▸ Consegna 1
Elenca tutte le date complete (giorno, mese e anno) che compaiono nella sentenza tributaria riportata sotto.
▸ Consegna 2
Riscrivi il passo della sentenza tributaria riportata sotto da "La controversia, veniva" fino a "motivazioni ed argomentazioni." compreso, sostituendo "udienza camerale" con "udienza pubblica".

▸ Documento
Corte di Giustizia Tributaria di secondo grado del Lazio, sez. VI, 13 maggio 2024 n. 3166
SVOLGIMENTO DEL PROCESSO
Con ricorso in appello depositato il 17.06.2022, la ricorrente Agenzia delle Entrate, Direzione Provinciale I di Roma, proponeva gravame innanzi l’intestata Corte di Giustizia Tributaria di 2 grado, avverso la sentenza n. 13829/34/21 della Commissione Tributaria Provinciale di Roma, depositata in segreteria in data 13.12.2021, emessa a conclusione del giudizio promosso dalla contribuente Sig.ra T. A.M., avverso l’avviso di accertamento n. TK3018203905/2019, con il quale l’Ufficio determinava a carico della contribuente, socio e compartecipe della societa’ 2100 C. srl, un maggior reddito di capitale di euro 44.061,00, relativo all’anno d’imposta 2014.
La Commissione Tributaria Provinciale di Roma, con la sentenza gravata, accoglieva il ricorso in relazione al merito l’agenzia sostiene la tassabilita’ di euro 173.000,00 riferita a rinuncia dei soci a finanziamenti in quanto da considerarsi sopravvenienza attiva. Il Collegio in merito al recupero evidenzia che lo stesso e’ errato in quanto la rinuncia dei soci a un finanziamento fatto in favore della societa’ non genera una sopravvenienza attiva, come per la rinuncia di un credito di un terzo, ma risulta configurarsi un apporto di capitale atipico da parte del socio avendosi una cointeressenza tra soci e societa’. Tale situazione genera, quindi, solo un movimento di natura patrimoniale, da debito della societa’ ad aumento del capitale sociale, senza generare alcun reddito tassabile (vedi Cassazione Civile sent. 20052/2020). Il Collegio rileva inoltre che il ricorso della societa’ C. 2100 srl in sede Provinciale ha avuto esito di accoglimento annullando l’accertamento e conseguentemente il recupero anche dell’irpef in capo ai soci.
Avverso la sentenza di primo grado, propone gravame l’appellante Ufficio, per la integrale riforma della stessa, eccependo la non idonea valutazione dei fatti controversi (I) e reitera tutte le difese gia’ svolte nel primo grado di giudizio.
La contribuente si costituiva nel presente giudizio, eccependo in via preliminare, l’inammissibilita’ dell’appello, e nel merito, la correttezza delle statuizioni di prime cure.
La controversia, veniva quindi sottoposta all’ esame di questa Corte all’ udienza camerale del 18 marzo 2024, nel corso della quale, sulla scorta degli atti e dei documenti legittimamente prodotti, sentite le parti, udito il relatore, verificato le condizioni di ammissibilita’ del ricorso, decideva come da dispositivo.
MOTIVI DELLA DECISIONE
L’appello in esame è infondato e va rigettato alla stregua delle seguenti motivazioni ed argomentazioni.

▸ Materiale fornito

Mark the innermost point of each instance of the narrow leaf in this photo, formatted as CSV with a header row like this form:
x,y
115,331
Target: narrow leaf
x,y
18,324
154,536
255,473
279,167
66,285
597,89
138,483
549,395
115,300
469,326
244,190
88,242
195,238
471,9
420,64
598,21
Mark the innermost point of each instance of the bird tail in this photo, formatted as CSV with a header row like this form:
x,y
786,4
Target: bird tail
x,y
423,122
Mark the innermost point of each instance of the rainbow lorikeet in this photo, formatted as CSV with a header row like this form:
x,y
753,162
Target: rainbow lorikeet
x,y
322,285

▸ Risultato 1
13 maggio 2024
17.06.2022
13.12.2021
18 marzo 2024

▸ Risultato 2
La controversia, veniva quindi sottoposta all’ esame di questa Corte all’ udienza pubblica del 18 marzo 2024, nel corso della quale, sulla scorta degli atti e dei documenti legittimamente prodotti, sentite le parti, udito il relatore, verificato le condizioni di ammissibilita’ del ricorso, decideva come da dispositivo.
MOTIVI DELLA DECISIONE
L’appello in esame è infondato e va rigettato alla stregua delle seguenti motivazioni ed argomentazioni.